◆ Records for the task:
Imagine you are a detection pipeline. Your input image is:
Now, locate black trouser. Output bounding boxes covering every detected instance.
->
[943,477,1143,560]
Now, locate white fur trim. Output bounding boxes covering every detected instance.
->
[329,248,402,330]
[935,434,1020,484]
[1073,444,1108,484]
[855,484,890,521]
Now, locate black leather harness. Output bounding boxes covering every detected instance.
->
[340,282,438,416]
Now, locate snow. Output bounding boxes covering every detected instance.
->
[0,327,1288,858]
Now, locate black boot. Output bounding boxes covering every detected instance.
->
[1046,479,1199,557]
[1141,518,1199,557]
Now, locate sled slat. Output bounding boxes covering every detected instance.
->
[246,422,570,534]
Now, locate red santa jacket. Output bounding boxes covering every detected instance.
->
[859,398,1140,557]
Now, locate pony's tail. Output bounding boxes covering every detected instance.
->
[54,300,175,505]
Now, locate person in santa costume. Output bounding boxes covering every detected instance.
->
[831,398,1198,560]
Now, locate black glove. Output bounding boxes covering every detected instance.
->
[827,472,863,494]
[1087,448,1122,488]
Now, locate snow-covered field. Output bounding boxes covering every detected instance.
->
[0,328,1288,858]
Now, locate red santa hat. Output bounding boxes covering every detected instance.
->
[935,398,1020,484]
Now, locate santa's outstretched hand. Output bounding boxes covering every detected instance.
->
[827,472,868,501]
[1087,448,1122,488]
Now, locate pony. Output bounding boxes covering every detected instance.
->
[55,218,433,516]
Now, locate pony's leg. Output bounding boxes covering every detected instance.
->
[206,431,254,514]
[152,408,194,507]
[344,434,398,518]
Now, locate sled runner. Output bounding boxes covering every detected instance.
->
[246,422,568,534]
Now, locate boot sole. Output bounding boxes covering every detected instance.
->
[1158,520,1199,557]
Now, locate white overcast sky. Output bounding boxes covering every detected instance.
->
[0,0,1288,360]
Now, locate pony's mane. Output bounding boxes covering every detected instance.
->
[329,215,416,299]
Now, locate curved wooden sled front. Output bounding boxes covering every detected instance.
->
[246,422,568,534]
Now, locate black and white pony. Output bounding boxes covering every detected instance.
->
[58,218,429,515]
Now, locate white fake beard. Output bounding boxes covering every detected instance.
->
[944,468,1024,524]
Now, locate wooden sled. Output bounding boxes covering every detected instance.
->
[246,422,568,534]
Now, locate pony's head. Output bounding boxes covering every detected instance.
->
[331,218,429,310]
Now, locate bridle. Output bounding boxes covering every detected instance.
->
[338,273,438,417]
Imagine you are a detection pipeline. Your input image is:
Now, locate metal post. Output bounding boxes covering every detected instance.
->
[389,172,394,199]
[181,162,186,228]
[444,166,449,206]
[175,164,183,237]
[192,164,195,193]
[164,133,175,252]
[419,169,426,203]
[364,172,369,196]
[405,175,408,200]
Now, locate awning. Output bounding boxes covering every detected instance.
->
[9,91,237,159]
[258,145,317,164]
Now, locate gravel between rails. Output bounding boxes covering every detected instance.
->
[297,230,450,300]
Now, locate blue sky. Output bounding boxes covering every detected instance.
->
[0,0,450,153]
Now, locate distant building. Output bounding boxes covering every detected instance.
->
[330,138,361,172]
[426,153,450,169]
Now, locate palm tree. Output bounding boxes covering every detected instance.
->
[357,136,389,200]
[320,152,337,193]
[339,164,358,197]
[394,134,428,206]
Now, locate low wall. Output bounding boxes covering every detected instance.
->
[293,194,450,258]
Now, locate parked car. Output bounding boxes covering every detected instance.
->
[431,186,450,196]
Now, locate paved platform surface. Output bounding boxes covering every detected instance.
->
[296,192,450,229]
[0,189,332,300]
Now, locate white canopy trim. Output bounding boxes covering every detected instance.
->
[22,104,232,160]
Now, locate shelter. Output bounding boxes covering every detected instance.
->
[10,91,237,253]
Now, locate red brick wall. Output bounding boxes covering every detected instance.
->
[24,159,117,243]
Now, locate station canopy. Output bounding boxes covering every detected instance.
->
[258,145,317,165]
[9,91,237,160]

◆ Exercise brief:
Rewrite every line from the start of the records through the line with "[855,484,890,521]", requests included. Scale each bounding-box coordinate in the answers by 2.15 and round to the nearest whole number, rounding halves up, and give only those lines.

◆ Task answer:
Imagine you are a detection pipeline. Your input image is:
Now, locate black trouser. Output bounding boxes covering every detected instance.
->
[2027,1026,2457,1204]
Now, locate white fur trim. Output bounding boxes covering every detected instance.
->
[707,533,864,710]
[2010,933,2193,1041]
[2307,955,2382,1041]
[1838,1041,1914,1120]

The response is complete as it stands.